[Saved data entries]
Start of Block

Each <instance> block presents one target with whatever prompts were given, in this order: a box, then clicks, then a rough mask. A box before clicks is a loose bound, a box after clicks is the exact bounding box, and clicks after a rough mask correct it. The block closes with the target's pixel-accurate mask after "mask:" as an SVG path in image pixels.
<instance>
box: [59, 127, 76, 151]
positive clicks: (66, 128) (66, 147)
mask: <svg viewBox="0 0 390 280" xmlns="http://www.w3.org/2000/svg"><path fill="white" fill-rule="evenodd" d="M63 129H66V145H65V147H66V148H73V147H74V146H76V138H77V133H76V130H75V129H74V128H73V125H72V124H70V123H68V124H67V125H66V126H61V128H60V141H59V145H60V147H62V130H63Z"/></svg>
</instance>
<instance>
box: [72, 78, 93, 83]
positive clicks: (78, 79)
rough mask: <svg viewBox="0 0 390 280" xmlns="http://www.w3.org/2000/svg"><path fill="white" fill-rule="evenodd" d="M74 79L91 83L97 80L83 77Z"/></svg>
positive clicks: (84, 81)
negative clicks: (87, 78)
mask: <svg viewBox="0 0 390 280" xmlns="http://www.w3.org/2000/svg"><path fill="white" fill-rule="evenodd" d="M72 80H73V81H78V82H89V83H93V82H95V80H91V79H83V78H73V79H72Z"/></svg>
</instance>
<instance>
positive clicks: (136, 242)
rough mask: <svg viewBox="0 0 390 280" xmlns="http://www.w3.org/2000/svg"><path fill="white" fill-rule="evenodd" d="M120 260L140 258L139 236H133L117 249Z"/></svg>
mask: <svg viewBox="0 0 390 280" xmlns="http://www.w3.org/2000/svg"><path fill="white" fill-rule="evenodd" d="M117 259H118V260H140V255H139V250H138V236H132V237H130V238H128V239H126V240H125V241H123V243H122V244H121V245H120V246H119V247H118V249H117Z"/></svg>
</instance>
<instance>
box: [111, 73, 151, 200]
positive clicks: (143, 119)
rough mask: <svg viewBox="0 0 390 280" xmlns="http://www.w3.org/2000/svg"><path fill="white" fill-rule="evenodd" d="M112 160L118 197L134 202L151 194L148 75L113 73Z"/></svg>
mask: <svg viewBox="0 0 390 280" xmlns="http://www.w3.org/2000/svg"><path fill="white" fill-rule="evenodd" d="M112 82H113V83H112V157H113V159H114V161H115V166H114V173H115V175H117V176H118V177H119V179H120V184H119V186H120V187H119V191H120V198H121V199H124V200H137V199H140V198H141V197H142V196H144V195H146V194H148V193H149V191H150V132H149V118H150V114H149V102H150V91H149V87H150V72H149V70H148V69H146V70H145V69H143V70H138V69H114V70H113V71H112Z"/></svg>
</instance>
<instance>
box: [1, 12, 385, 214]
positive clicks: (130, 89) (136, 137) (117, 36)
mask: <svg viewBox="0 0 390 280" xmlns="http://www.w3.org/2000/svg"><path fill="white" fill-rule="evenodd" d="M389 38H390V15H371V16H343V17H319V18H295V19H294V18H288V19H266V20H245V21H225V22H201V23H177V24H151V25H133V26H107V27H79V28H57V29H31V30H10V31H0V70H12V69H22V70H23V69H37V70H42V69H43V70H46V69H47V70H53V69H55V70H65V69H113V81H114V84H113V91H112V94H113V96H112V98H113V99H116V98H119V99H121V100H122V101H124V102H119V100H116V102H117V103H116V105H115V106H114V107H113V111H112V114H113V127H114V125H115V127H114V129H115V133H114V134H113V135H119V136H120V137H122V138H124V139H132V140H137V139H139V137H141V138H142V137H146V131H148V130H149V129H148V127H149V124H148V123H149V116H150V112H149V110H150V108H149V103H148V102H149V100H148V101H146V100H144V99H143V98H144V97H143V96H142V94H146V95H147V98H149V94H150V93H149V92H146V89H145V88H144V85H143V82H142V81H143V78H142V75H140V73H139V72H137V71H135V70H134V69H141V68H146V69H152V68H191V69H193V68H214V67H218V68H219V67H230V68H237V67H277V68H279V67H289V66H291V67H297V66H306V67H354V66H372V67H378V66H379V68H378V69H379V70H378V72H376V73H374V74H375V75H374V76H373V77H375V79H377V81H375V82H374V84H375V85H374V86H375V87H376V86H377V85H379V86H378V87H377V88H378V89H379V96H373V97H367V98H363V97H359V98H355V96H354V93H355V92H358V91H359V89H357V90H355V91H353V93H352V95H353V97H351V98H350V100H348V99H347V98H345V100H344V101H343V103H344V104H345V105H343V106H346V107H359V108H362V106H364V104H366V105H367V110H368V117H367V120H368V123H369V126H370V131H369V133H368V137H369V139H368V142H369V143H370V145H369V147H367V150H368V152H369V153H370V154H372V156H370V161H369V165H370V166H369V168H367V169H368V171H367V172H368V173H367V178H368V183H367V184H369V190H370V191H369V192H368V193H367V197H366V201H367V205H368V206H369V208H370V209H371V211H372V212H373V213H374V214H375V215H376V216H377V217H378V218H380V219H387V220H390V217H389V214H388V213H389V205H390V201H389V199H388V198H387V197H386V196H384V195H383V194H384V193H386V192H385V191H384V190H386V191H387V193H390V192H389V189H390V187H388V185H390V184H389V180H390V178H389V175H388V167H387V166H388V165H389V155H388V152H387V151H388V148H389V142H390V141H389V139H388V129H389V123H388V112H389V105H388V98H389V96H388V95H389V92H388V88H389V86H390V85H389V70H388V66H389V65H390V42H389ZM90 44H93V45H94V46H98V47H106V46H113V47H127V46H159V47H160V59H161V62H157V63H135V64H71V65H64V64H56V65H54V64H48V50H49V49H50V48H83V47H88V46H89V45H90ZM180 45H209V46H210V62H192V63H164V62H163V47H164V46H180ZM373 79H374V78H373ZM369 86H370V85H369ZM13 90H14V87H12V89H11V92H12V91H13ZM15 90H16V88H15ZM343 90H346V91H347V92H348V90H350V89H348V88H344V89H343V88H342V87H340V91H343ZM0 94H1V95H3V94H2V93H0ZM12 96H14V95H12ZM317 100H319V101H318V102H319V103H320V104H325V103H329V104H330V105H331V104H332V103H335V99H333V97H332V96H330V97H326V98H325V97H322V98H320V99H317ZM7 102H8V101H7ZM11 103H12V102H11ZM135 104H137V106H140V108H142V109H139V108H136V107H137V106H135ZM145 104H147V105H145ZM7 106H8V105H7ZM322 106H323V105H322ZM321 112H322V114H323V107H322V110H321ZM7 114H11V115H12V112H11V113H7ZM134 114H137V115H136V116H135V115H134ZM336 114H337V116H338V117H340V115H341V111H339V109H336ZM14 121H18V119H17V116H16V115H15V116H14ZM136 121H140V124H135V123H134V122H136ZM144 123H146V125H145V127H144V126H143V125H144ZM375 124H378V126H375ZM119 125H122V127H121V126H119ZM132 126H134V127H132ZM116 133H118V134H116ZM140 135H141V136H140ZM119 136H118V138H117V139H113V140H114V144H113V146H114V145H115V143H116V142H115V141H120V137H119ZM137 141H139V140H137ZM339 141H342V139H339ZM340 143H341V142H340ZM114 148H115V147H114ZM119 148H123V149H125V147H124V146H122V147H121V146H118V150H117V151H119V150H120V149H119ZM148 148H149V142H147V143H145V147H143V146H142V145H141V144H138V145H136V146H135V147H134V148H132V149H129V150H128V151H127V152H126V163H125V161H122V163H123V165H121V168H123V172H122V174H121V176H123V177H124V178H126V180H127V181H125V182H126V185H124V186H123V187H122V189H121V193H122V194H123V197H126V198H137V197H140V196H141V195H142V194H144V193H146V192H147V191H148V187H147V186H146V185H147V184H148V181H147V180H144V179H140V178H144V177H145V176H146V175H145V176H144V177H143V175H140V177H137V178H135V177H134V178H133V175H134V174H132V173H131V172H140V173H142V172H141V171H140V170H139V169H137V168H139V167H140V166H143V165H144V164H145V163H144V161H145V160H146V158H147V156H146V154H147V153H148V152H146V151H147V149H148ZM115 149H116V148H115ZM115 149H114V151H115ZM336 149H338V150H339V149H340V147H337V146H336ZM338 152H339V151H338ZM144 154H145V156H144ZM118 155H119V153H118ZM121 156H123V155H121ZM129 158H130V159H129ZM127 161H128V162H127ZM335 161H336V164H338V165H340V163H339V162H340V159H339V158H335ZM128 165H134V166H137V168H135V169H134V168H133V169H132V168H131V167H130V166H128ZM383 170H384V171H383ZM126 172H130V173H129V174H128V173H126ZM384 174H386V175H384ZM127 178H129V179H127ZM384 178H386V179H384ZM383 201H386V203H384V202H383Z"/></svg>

End of Block

**WHAT IS EXPECTED:** Nothing beyond the lines from the start of the entries through the line with "positive clicks: (143, 119)" should appear. Repeat those lines exactly, both ends included.

**OUTPUT BELOW:**
Each <instance> block presents one target with whatever prompts were given, in this order: a box, then clicks, then a rough mask. A box before clicks is a loose bound, a box after clicks is the exact bounding box, and clicks after a rough mask correct it. The block closes with the target's pixel-accurate mask after "mask:" as an SVG path in image pixels.
<instance>
box: [59, 127, 76, 151]
positive clicks: (66, 128) (66, 147)
mask: <svg viewBox="0 0 390 280" xmlns="http://www.w3.org/2000/svg"><path fill="white" fill-rule="evenodd" d="M63 129H66V145H65V147H66V148H73V147H74V146H76V138H77V133H76V130H75V129H74V128H73V125H72V124H70V123H68V124H67V125H66V126H61V128H60V141H59V145H60V147H62V130H63Z"/></svg>
</instance>
<instance>
box: [72, 78, 93, 83]
positive clicks: (78, 79)
rough mask: <svg viewBox="0 0 390 280" xmlns="http://www.w3.org/2000/svg"><path fill="white" fill-rule="evenodd" d="M74 79L91 83L97 80L83 77Z"/></svg>
positive clicks: (84, 81)
negative clicks: (87, 78)
mask: <svg viewBox="0 0 390 280" xmlns="http://www.w3.org/2000/svg"><path fill="white" fill-rule="evenodd" d="M72 80H73V81H78V82H89V83H93V82H95V80H91V79H83V78H73V79H72Z"/></svg>
</instance>
<instance>
positive clicks: (136, 242)
rough mask: <svg viewBox="0 0 390 280" xmlns="http://www.w3.org/2000/svg"><path fill="white" fill-rule="evenodd" d="M120 260L140 258L139 236H133L117 249Z"/></svg>
mask: <svg viewBox="0 0 390 280" xmlns="http://www.w3.org/2000/svg"><path fill="white" fill-rule="evenodd" d="M117 259H118V260H140V255H139V250H138V236H132V237H130V238H128V239H126V240H125V241H123V243H122V244H121V245H120V246H119V247H118V249H117Z"/></svg>
</instance>
<instance>
box: [111, 73, 151, 200]
positive clicks: (143, 119)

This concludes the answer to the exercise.